Problem description: Report each line in the listing below that contains the string "flower", matching case exactly.

++++++

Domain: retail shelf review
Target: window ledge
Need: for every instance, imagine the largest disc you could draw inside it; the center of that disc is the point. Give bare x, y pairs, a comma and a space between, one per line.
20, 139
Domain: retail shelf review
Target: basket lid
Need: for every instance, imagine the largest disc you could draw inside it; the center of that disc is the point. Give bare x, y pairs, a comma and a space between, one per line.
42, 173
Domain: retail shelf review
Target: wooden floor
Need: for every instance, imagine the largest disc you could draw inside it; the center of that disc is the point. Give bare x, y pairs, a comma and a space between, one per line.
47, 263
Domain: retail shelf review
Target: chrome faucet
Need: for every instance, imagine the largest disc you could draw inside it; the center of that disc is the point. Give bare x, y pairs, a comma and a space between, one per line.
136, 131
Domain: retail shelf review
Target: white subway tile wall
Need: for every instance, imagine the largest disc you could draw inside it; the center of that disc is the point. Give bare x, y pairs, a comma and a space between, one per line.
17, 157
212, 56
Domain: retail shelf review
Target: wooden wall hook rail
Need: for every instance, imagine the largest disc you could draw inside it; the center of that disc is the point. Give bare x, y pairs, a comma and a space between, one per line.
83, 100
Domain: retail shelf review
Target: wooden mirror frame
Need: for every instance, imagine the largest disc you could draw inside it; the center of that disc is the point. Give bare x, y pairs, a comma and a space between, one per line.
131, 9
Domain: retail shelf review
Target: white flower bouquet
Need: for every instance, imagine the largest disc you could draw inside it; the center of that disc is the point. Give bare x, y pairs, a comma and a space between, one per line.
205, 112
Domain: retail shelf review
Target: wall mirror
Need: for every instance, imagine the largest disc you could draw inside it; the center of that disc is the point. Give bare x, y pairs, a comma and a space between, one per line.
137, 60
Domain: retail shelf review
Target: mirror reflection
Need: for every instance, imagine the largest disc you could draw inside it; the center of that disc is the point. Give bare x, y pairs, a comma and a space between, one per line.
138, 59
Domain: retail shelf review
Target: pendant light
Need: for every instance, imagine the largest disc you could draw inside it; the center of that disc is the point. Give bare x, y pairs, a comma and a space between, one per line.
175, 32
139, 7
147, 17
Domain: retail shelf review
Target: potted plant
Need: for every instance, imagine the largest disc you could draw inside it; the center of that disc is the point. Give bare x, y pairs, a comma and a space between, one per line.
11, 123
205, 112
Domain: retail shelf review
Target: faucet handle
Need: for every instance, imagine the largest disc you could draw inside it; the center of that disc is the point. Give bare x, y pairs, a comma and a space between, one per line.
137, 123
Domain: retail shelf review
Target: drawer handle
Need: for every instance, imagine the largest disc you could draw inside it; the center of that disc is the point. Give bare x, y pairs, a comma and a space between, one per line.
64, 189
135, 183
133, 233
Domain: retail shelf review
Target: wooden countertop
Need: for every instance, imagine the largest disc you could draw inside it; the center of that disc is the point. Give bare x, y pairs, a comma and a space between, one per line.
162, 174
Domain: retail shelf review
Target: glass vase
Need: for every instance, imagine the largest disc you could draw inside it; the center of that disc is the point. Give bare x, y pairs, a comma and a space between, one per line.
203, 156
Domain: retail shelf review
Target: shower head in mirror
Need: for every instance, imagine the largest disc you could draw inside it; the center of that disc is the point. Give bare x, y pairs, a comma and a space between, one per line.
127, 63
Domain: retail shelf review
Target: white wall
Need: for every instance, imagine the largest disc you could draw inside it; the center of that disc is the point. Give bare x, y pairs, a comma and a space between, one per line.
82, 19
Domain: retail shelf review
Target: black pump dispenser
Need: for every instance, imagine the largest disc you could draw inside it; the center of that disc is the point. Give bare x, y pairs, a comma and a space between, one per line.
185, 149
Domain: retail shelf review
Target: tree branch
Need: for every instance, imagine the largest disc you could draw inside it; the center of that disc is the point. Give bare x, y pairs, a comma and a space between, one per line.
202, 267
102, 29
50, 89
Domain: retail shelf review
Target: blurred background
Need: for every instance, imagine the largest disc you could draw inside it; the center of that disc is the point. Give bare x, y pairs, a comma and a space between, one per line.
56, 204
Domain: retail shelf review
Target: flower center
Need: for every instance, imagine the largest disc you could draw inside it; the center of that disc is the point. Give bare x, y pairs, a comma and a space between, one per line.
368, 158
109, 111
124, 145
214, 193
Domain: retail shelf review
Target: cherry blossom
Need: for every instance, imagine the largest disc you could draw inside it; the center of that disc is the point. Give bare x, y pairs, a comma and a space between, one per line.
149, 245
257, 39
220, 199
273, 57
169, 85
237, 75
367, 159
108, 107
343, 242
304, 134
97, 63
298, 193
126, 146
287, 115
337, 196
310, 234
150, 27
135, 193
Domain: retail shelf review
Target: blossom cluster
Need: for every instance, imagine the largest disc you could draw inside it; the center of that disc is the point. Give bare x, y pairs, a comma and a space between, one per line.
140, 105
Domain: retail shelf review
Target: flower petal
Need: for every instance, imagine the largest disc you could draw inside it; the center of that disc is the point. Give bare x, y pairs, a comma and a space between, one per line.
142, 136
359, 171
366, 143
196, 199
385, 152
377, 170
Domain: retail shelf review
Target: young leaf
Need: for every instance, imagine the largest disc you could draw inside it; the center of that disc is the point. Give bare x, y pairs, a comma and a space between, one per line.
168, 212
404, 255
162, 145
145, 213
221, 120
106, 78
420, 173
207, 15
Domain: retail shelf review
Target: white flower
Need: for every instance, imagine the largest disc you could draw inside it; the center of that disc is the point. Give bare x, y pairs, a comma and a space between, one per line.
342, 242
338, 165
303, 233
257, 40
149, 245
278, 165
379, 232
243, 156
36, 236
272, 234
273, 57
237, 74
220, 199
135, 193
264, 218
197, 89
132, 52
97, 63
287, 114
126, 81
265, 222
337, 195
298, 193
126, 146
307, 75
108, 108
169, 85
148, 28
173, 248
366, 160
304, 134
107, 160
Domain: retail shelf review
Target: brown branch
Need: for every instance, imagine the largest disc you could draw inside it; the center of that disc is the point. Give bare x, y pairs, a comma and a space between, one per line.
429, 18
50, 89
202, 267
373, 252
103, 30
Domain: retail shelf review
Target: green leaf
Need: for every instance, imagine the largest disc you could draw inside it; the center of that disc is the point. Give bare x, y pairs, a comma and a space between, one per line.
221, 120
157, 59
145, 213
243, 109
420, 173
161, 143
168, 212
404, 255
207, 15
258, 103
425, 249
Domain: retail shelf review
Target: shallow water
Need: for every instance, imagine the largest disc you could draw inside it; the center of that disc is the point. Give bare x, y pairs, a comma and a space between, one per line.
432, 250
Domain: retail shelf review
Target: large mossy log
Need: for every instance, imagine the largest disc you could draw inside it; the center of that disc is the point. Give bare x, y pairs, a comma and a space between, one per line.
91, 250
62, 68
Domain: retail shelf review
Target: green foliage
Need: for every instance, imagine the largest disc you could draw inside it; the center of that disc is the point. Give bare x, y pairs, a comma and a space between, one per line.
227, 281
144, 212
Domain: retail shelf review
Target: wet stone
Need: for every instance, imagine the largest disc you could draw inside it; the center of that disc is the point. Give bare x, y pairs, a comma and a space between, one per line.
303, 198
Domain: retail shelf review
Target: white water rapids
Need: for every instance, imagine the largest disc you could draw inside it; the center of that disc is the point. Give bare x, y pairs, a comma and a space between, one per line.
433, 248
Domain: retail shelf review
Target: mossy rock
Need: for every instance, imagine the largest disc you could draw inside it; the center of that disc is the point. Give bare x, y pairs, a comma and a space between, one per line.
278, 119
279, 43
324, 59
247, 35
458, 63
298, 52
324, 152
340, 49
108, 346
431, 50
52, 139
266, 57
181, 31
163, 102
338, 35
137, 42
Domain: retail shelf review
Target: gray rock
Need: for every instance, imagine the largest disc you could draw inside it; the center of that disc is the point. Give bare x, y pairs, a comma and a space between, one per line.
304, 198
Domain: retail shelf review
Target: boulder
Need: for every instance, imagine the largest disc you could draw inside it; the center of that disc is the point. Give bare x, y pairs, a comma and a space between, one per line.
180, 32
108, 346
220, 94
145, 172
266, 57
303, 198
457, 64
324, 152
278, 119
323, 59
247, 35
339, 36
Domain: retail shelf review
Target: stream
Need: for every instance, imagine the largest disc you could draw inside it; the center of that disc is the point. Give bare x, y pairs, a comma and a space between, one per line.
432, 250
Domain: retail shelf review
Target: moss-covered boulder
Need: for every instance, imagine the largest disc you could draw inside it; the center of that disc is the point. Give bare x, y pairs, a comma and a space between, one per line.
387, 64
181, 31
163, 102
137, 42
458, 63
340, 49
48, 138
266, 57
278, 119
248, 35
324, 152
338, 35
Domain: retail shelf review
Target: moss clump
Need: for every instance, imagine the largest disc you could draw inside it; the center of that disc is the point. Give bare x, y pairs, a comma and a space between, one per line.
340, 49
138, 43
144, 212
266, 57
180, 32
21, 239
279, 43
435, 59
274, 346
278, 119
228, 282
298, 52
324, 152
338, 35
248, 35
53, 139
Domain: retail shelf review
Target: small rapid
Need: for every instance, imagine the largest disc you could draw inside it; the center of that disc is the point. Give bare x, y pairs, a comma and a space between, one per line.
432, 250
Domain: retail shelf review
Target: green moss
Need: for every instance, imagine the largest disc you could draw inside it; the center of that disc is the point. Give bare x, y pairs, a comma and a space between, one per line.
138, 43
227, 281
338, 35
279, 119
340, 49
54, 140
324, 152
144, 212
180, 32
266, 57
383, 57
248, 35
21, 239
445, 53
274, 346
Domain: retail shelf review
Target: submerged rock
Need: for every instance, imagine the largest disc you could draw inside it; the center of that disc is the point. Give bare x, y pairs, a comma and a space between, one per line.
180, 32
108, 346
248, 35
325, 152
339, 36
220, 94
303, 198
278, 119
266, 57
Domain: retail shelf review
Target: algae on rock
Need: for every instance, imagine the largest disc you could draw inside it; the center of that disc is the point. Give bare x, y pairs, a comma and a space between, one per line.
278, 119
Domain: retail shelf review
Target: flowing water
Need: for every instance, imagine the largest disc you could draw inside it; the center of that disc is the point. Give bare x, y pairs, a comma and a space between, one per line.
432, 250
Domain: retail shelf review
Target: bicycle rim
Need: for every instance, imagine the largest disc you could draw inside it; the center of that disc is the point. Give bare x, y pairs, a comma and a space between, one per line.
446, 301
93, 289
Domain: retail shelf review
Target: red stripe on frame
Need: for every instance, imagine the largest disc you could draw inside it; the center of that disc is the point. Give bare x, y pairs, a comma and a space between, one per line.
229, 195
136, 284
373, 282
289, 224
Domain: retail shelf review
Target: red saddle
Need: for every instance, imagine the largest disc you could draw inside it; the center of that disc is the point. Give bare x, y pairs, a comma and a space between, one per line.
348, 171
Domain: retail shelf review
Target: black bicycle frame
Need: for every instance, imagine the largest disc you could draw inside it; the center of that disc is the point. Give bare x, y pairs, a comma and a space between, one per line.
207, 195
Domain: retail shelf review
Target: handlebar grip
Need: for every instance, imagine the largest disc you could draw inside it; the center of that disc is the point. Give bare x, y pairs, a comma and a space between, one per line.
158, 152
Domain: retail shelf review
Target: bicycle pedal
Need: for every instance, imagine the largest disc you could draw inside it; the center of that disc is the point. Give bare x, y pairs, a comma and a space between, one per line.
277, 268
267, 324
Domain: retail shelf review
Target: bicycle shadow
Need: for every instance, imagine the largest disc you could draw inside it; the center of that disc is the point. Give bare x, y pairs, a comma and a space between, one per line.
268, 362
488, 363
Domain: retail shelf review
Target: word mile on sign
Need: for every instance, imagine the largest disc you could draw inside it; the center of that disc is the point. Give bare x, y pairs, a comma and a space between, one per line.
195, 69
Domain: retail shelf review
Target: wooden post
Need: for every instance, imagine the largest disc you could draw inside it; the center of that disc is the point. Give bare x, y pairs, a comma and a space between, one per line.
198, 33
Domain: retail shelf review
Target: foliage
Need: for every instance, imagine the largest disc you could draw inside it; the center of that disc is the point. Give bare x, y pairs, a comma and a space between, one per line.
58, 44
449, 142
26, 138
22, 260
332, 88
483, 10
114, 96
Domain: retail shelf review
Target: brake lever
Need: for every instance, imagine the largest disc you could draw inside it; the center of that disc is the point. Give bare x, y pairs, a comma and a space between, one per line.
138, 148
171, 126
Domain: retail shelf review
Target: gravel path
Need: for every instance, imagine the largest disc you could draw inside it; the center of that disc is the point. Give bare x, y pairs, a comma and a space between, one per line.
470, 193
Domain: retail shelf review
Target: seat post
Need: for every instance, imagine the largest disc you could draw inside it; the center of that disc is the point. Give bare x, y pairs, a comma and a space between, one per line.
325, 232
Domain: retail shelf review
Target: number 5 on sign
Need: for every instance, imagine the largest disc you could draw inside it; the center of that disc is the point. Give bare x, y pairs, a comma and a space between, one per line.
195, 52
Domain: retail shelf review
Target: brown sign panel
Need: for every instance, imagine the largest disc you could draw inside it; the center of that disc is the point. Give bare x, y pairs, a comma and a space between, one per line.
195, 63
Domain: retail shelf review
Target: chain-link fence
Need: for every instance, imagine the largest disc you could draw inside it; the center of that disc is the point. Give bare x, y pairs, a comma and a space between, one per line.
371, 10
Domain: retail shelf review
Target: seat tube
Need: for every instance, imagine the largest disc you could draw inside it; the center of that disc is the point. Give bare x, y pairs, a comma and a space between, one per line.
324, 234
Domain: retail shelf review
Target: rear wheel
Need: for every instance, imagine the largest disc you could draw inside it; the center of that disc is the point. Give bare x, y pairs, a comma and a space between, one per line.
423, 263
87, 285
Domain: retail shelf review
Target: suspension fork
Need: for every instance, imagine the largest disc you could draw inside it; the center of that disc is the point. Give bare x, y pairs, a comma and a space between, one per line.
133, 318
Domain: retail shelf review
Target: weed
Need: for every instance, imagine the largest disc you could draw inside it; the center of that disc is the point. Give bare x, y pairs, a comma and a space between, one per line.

++++++

Expected output:
Target: white flower bouquet
Target: flower center
Target: flower petal
Target: white flower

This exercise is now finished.